____ INFORMATION SUPPLIED

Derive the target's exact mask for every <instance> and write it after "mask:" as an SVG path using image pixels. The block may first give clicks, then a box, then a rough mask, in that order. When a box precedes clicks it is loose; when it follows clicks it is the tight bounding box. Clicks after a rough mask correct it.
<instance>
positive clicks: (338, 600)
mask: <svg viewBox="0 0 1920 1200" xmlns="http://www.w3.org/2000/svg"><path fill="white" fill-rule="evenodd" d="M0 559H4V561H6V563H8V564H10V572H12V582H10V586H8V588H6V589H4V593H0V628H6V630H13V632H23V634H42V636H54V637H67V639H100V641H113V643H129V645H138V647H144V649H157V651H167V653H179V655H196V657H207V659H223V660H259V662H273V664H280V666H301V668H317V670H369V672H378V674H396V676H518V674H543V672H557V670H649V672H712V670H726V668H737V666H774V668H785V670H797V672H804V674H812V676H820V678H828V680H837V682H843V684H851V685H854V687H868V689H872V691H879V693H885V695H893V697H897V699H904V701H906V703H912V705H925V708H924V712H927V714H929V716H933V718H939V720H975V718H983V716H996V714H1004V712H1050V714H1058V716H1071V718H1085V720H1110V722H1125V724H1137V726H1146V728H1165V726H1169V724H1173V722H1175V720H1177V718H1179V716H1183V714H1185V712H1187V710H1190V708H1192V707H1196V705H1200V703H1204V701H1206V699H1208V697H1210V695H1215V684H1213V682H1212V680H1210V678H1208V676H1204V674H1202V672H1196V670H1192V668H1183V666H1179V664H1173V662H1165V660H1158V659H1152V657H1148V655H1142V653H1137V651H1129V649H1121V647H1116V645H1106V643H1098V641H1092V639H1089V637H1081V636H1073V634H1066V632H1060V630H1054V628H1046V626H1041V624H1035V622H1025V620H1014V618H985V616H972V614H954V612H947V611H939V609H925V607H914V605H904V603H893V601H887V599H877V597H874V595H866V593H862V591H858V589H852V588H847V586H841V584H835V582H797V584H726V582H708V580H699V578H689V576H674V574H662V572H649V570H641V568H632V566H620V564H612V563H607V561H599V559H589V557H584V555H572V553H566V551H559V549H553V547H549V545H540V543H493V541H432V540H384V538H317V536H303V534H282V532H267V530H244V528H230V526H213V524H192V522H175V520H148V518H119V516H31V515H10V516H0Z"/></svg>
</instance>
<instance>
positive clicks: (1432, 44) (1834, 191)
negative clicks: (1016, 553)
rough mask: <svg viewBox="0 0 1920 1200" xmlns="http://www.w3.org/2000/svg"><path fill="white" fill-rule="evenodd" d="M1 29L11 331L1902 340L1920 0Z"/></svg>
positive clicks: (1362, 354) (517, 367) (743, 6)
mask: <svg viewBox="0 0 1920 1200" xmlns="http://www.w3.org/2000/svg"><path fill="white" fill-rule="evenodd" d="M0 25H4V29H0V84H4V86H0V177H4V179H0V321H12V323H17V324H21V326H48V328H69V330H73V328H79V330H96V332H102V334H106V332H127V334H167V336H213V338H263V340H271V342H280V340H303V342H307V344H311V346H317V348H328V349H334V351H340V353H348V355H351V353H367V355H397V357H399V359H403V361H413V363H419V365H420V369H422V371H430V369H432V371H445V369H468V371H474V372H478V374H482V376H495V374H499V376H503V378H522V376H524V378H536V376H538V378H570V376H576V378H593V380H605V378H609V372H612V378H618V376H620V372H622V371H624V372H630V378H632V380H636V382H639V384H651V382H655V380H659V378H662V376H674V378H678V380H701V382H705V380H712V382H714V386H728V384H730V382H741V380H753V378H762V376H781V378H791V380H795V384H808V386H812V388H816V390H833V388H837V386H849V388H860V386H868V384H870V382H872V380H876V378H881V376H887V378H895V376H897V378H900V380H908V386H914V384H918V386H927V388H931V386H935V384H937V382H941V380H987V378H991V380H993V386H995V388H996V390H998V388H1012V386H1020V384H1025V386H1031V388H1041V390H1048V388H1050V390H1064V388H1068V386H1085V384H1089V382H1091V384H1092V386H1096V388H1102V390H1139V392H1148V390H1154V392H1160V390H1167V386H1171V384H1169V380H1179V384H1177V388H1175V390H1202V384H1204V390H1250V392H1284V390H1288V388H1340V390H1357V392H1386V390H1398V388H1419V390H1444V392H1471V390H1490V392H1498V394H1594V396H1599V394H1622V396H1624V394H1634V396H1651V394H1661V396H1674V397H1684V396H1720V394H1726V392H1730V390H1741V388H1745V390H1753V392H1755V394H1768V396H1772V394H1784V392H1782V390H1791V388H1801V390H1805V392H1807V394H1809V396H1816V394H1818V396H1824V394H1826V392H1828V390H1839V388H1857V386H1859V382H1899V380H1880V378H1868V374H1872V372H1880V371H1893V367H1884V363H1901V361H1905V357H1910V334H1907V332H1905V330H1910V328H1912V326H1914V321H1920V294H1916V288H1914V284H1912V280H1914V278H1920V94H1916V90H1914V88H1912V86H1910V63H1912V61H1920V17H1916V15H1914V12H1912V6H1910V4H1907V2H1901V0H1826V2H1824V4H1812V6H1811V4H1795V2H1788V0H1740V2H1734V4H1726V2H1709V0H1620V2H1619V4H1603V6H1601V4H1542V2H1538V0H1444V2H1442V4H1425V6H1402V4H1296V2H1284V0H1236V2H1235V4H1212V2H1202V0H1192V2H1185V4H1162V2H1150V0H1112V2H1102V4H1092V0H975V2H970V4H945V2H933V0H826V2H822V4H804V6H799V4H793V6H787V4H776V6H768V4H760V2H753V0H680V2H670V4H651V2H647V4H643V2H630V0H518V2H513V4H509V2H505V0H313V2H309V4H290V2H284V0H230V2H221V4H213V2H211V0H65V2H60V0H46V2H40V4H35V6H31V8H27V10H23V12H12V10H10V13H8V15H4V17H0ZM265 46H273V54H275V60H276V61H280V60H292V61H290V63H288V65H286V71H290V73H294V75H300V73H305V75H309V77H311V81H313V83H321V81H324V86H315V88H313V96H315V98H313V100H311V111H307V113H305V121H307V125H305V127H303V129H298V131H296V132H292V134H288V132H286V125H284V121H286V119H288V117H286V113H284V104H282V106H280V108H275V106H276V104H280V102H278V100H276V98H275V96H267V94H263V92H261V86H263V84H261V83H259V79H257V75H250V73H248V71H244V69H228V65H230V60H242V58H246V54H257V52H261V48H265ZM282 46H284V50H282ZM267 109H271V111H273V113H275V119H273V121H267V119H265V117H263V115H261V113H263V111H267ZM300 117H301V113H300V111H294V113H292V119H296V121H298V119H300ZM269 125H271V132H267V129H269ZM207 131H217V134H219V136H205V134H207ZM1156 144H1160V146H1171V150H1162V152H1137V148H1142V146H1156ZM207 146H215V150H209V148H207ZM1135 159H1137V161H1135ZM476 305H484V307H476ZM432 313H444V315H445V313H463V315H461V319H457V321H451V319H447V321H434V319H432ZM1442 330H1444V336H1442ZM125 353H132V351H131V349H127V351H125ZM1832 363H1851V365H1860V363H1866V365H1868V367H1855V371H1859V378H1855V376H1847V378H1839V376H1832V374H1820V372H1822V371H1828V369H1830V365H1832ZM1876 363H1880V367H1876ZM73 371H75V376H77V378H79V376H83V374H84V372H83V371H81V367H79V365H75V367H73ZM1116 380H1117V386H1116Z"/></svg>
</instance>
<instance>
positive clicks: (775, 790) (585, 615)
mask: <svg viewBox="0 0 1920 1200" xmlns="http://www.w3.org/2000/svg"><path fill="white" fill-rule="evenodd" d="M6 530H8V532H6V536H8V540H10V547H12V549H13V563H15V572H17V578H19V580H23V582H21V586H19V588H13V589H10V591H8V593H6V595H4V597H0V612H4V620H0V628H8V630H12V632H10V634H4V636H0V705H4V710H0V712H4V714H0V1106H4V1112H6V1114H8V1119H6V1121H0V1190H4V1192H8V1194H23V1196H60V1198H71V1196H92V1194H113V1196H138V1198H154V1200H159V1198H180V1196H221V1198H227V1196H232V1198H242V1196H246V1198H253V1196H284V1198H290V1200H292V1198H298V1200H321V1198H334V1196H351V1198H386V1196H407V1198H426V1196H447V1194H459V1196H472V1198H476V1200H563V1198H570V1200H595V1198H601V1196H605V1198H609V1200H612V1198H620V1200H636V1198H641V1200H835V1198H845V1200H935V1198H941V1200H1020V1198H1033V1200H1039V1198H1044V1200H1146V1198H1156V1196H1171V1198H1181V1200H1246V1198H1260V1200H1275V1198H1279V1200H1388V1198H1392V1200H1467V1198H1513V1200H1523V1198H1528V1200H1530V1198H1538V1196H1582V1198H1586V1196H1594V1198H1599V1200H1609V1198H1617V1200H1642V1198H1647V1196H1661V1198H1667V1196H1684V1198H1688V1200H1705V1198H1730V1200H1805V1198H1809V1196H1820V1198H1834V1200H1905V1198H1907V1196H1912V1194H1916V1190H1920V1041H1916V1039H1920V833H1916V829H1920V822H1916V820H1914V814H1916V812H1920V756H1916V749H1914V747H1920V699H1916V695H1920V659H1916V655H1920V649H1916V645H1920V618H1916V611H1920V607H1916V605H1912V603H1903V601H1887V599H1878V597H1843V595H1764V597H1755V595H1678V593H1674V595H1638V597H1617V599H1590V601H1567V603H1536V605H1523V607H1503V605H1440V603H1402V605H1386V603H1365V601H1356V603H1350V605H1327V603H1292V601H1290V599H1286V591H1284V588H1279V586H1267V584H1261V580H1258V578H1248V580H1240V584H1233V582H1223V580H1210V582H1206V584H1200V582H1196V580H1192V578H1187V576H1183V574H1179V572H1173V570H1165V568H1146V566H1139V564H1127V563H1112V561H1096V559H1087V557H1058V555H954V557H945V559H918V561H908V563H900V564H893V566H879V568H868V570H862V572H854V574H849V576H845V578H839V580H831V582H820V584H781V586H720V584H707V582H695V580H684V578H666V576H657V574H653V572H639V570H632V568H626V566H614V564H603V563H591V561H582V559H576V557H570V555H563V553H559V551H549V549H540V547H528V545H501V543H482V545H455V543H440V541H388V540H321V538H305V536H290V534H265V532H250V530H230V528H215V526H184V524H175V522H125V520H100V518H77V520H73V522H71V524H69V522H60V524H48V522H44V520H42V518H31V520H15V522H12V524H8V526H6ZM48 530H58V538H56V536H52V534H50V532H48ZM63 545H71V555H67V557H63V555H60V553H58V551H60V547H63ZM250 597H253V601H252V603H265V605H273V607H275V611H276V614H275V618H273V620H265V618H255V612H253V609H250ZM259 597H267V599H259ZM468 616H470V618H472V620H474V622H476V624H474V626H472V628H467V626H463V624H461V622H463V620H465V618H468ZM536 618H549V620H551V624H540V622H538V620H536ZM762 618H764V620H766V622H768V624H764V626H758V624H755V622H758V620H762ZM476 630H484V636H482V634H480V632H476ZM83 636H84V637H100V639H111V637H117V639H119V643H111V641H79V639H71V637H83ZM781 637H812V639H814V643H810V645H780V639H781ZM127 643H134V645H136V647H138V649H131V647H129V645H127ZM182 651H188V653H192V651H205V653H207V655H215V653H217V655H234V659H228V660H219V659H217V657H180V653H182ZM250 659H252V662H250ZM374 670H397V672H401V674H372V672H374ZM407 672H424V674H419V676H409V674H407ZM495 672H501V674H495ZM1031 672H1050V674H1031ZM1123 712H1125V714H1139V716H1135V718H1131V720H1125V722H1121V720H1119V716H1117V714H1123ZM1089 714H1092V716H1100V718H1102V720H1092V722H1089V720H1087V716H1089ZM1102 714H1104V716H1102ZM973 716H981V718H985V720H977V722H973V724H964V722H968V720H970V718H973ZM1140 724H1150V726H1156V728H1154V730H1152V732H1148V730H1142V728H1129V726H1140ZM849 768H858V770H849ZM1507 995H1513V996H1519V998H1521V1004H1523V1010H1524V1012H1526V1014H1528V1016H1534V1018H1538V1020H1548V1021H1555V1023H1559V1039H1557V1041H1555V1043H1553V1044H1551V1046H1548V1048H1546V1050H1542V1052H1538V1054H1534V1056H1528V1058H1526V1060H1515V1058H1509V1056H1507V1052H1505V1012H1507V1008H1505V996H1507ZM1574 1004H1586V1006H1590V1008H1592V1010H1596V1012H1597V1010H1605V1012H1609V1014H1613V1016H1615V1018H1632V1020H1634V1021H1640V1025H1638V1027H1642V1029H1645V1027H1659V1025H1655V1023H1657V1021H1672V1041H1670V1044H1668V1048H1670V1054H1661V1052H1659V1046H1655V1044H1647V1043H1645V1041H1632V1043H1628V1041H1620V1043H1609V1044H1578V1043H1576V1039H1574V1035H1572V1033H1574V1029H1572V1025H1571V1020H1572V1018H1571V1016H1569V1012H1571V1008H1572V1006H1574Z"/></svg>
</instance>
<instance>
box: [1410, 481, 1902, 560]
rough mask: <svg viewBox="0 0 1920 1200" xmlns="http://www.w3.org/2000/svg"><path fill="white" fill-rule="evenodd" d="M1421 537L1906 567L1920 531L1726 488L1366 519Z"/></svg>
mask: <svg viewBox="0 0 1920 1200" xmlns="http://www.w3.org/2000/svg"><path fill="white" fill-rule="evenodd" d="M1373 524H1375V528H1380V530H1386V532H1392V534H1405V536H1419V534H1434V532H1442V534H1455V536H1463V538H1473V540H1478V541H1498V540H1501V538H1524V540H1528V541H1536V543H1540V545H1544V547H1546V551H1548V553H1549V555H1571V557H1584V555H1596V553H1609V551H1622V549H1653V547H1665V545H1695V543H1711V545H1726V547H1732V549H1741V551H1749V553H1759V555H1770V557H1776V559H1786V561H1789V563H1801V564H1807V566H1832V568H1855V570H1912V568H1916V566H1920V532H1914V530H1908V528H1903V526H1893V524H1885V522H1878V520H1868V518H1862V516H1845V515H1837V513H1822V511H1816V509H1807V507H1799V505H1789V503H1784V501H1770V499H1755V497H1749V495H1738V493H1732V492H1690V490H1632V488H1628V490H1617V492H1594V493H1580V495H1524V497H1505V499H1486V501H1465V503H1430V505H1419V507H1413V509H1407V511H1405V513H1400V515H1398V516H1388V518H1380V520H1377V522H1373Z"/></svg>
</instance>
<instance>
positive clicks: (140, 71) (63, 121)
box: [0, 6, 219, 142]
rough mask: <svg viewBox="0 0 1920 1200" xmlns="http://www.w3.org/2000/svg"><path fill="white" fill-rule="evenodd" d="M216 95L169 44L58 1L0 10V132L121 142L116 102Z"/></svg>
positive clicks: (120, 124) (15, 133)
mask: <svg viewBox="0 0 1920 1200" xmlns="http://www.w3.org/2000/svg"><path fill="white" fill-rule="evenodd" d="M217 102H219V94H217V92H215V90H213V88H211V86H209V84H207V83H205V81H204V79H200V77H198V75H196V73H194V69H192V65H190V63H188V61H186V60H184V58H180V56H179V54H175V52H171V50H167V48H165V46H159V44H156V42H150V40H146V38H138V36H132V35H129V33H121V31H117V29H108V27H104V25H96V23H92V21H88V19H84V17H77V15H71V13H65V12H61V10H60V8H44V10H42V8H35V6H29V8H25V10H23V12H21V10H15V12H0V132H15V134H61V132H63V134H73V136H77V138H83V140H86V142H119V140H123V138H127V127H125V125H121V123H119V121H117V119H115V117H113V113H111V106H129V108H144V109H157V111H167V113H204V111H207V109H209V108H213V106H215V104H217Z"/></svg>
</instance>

________

WHAT YOU HAVE TO DO. Working from the data above, extract solely the lines from the one containing "537L1906 567L1920 531L1726" through the one containing "box: [0, 6, 219, 142]", exactly as they appear, both included.

TASK RESPONSE.
rough mask: <svg viewBox="0 0 1920 1200" xmlns="http://www.w3.org/2000/svg"><path fill="white" fill-rule="evenodd" d="M1421 537L1906 567L1920 531L1726 488L1366 519Z"/></svg>
mask: <svg viewBox="0 0 1920 1200" xmlns="http://www.w3.org/2000/svg"><path fill="white" fill-rule="evenodd" d="M1373 524H1375V528H1380V530H1386V532H1392V534H1405V536H1419V534H1434V532H1442V534H1455V536H1463V538H1473V540H1478V541H1498V540H1501V538H1524V540H1528V541H1536V543H1540V545H1544V547H1546V551H1548V553H1549V555H1571V557H1584V555H1596V553H1609V551H1622V549H1653V547H1665V545H1695V543H1711V545H1726V547H1732V549H1741V551H1749V553H1759V555H1770V557H1776V559H1786V561H1789V563H1801V564H1807V566H1832V568H1855V570H1912V568H1916V566H1920V532H1914V530H1908V528H1903V526H1893V524H1885V522H1878V520H1868V518H1862V516H1845V515H1837V513H1822V511H1816V509H1807V507H1799V505H1789V503H1784V501H1770V499H1755V497H1749V495H1738V493H1732V492H1690V490H1632V488H1628V490H1617V492H1594V493H1580V495H1524V497H1505V499H1486V501H1465V503H1430V505H1419V507H1413V509H1407V511H1405V513H1400V515H1398V516H1388V518H1380V520H1377V522H1373Z"/></svg>
</instance>
<instance>
positive clicks: (140, 71) (63, 121)
box: [0, 6, 219, 142]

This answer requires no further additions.